◆ **Text shown**:
★ ★ ★ ★ ★

Goals for this Part 1

  • Practice binary search tree operations
  • Learn how memory allocation works

For this lab, you are welcome to get technical help from another student on how to use or install any of the tools involved. You may also get syntax help on C. You may not, however, get help on the algorithmic portion of the exercise outside of office hours or piazza questions to TAs or instructors.

Set up

Remember to create a new directory in your repository for this lab.
$ cd CNET-cs152-win-19
$ mkdir hw8
$ svn add hw8
$ cd hw8

Problems:

In Part 1, we will build the appropriate functions that we will be using to create and operate on our data structures that together implement our memory allocation technique. The files we will be working with are:

Provided here are the header files. You will be re-using bst.c and memory.c from last week's work, adding extra functions as specified in the .h file. I have provided a working version of llist.c and llist.h for linked list functions necessary for the iterator. Feel free to add helper functions into appropriate files, as long as the function fits in the purpose of the file.

Memory Allocation

The job of the memory allocator is to provide chunks of memory when requested. This requires keeping track of all available memory. Memory begins as a single, large allocation from the operating system.

★ ★ ★ ★ ★

◆ **Data provided**:
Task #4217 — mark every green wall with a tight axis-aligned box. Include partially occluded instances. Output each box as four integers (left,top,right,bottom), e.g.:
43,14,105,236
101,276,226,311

★ ★ ★ ★ ★

◆ **What is required**: From the lab handout above, extract the passage starting at "For this lab, you" and ending at "TAs or instructors.", copied word for word.

◆ **Response below**:
For this lab, you are welcome to get technical help from another student on how to use or install any of the tools involved. You may also get syntax help on C. You may not, however, get help on the algorithmic portion of the exercise outside of office hours or piazza questions to TAs or instructors.